• Görev gereksinimleri:
Aşağıdaki işbirliğine dayalı öğrenme metninde "İşbirliğine dayalı öğrenme bir" ile başlayıp "2015, s. 21)." ile biten bölümü değiştirmeden aktarın.

• Alıntılanan metin:
İşbirliğine dayalı öğrenme bir gruba ait olma duygusunu, başkalarının beceri ve yeteneklerine karşı duyarlı olma, liderlik ve iletişim becerileri, öğretmenden bağımsız olarak öğrenebilme duygusunu, risk almada cesaretli olabilme gibi becerilerin gelişimine olanak sağlar (Şenyurt ve Karakuyu, 2015, s. 21).

İlkokul çocuklarının gelişimsel özellikleri dikkate alındığında geleneksel gruplarda grup üyeleri bilgi almayı isterler ancak kendi bilgilerini paylaşmayı pek arzu etmezler. Bazı grup üyeleri sorumluluklarını yerine getirmeksizin grubun başarısından yararlanmaya çalışabilirler. Elde edilen verim, grup üyelerinin bazılarının bireysel çalışmayla elde edebileceğinden fazla olmakla birlikte, çalışkan üyelerin bireysel çalışmayla edineceği verimden düşüktür. İşbirliğine dayalı öğrenmede ortak öğrenme amaçlarını gerçekleştirmek ve elde edilen verimden tüm üyelerin yarar sağlaması esası vardır. Böyle bir grupta grup üyeleri öğrenilecek materyali anlama ve daha fazla çalışma hususunda birbirini teşvik ederek bilgi paylaşımını sağlarlar. Hiçbir üyenin çaba sarf etmeksizin grup başarısından yararlanmasına izin verilmez. Sonuç olarak elde edilen verim grup üyelerinin bireysel performansının toplamından büyüktür (Erciyeş, 2014, s. 285).

Erikson, ergenlerdeki gelişim krizlerinin artan hassasiyet dönemlerinin dönüm noktası olduğunu ve bu dönüm noktalarının psikolojik direncin gelişimi için fırsatlar sunduğunu belirtmiştir. Ergenler görüntülerinin pek hoş olmayacağı endişesiyle sınıf ortamlarında soruları cevaplama konusunda pek gönüllü değildirler. Aynı öğrenciler işbirliğine dayalı öğrenmenin desteklediği öğrenme etkinliklerine katılmada ve zorlu hedeflere ulaşmada daha isteklidir. Bu dönemde kendini değerli hissettiği bir gruba ait olma duygusu, bireyin psikolojik esneklik yapılandırmasını sağlar. Esnek ergenler daha fazla başarı, sosyal yeterlik, empati, sorumluluk ve iletişim becerilerine sahiptir. Ayrıca kendini ifade etme ve problem çözmede soyut kavramsallaştırma yetenekleri sergilerler (Willis, 2009).

• Verilen veriler:
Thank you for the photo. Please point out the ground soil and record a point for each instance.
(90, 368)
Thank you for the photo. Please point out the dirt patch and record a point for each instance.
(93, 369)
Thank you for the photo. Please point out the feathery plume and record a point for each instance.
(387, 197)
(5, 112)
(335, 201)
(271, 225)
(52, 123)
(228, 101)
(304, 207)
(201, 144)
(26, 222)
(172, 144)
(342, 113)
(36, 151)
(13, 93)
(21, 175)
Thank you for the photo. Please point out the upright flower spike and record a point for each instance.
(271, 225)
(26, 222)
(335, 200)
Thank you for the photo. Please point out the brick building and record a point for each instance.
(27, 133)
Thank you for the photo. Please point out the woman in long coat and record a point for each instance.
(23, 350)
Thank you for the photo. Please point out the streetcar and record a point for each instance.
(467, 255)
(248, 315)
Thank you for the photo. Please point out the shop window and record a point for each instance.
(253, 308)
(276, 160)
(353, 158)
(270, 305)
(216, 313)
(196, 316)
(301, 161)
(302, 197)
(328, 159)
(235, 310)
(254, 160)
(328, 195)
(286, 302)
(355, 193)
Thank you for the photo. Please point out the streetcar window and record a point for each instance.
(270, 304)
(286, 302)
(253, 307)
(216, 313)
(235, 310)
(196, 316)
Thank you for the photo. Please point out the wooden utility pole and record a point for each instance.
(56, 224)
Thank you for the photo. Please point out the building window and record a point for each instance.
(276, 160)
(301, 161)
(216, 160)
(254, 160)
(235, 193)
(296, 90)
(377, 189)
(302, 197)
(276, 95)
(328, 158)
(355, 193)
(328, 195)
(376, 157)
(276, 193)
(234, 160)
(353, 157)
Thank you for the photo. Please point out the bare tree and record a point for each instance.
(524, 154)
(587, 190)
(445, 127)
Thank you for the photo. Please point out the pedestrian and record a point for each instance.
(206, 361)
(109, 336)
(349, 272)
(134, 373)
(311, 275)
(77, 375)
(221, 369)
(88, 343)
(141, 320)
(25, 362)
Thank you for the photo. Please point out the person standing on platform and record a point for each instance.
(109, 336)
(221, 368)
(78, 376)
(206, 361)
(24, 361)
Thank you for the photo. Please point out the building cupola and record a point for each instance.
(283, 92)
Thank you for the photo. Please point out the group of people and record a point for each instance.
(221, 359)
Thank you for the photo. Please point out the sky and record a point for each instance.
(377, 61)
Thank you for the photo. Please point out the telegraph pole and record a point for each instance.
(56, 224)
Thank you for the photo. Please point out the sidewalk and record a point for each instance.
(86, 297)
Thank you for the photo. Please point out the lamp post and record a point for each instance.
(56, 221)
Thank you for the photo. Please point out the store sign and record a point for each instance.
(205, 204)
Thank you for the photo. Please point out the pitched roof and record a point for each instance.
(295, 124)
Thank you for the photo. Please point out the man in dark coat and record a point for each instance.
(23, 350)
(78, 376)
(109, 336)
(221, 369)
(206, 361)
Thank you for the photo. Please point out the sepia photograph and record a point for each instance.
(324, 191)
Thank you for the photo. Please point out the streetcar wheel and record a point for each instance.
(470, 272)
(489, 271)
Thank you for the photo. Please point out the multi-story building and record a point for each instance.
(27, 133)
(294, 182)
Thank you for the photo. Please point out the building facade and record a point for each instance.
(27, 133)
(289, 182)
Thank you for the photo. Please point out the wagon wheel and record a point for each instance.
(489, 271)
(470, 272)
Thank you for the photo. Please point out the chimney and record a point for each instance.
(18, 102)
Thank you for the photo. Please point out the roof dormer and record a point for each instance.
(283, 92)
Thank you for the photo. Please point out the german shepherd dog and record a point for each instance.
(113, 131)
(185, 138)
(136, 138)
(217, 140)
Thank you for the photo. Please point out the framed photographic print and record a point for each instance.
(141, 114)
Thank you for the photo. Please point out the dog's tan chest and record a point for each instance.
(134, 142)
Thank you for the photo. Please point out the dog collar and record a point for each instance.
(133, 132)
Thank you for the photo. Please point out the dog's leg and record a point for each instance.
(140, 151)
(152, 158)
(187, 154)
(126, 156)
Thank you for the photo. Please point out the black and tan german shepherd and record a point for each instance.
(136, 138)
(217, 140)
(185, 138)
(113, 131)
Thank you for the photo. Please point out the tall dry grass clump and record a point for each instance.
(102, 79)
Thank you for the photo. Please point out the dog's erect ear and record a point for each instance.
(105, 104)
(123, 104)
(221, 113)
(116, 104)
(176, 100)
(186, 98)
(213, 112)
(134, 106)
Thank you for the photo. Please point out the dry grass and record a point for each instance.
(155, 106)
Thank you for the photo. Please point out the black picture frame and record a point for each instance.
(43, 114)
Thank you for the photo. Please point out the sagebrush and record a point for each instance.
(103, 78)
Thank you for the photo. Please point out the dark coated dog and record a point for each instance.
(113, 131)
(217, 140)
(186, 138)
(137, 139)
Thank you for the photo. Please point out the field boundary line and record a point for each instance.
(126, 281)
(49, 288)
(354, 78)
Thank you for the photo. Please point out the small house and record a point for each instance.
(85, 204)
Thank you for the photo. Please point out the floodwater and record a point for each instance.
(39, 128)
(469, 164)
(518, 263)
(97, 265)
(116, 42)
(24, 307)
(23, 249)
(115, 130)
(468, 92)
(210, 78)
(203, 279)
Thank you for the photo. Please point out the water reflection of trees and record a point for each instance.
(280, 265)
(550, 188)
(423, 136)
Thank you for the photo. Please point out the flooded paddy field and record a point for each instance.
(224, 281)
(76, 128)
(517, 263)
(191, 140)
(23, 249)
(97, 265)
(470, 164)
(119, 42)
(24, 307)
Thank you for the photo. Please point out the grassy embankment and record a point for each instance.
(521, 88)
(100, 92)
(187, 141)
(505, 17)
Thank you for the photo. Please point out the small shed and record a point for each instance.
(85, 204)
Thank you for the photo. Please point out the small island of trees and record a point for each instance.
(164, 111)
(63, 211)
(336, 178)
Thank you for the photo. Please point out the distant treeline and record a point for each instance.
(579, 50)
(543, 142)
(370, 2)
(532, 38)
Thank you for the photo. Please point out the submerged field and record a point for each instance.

• Yazılı yanıt:
İşbirliğine dayalı öğrenme bir gruba ait olma duygusunu, başkalarının beceri ve yeteneklerine karşı duyarlı olma, liderlik ve iletişim becerileri, öğretmenden bağımsız olarak öğrenebilme duygusunu, risk almada cesaretli olabilme gibi becerilerin gelişimine olanak sağlar (Şenyurt ve Karakuyu, 2015, s. 21).